## [REQUIRED WORK]
Reproduce each of the lines below word for word.
------------
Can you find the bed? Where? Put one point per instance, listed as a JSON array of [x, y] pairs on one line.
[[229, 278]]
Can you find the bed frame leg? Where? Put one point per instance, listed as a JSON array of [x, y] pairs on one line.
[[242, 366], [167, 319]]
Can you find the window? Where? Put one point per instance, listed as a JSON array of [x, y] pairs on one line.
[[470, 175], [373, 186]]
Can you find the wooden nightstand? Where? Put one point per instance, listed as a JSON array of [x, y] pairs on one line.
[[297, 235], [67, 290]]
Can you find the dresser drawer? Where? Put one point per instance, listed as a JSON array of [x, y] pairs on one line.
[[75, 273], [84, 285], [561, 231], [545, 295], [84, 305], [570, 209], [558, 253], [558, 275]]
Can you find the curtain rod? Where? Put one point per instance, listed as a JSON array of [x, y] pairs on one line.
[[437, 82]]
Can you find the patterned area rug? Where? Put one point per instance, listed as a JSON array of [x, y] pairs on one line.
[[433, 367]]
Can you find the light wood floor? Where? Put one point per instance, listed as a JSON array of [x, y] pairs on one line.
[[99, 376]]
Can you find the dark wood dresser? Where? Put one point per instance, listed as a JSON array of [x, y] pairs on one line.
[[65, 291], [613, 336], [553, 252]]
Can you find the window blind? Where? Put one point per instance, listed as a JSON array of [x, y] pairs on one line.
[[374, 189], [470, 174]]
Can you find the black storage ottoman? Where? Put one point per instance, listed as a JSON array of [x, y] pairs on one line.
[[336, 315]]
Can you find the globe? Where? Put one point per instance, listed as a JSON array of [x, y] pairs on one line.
------------
## [SOLUTION FOR THIS PROBLEM]
Can you find the bed? Where? Put one point per instance, listed as a JSON array of [x, y] pairs on one line.
[[229, 278]]
Can you find the bed frame leg? Where? Put one point per instance, listed as a JSON array of [x, y] pairs on one line.
[[242, 366], [167, 319]]
Can you find the window? Where? Put one point per instance, listed as a JSON array of [x, y] pairs on one line.
[[470, 175], [373, 186]]
Can you find the wooden nightstand? Where? Put one point per instance, listed as a JSON array of [x, y] pairs on one line.
[[297, 235], [67, 290]]
Can you find the dresser drawer? Where? Put one point per instance, listed as a JSON array of [x, y] pairs on one line.
[[75, 273], [84, 285], [561, 231], [545, 295], [84, 305], [570, 209], [558, 253], [558, 275]]
Can you find the curtain rod? Where? Put one point per instance, listed as a JSON array of [x, y] pairs on one line.
[[437, 82]]
Can you find the patterned area rug? Where? Put one point per instance, listed as a JSON array of [x, y] pairs on one line.
[[433, 367]]
Can you find the light wood floor? Where? Put one point per instance, listed as a JSON array of [x, y] pairs on one line.
[[99, 376]]
Can you find the dark wood dresser? Where? Put one point per instance, listed as a JSON array of [x, y] pairs on one line.
[[65, 291], [613, 336], [553, 252]]
Can you find the window blind? Where? Put one point per instance, listed as a JSON array of [x, y] pairs on one line.
[[374, 189], [470, 174]]
Can you find the black storage ottoman? Where? Put one point per instance, listed as a JSON array of [x, y] pairs on one line.
[[336, 315]]
Can you find the globe? Where? Put one point per instance, listed as a JSON array of [x, y] pairs on one line.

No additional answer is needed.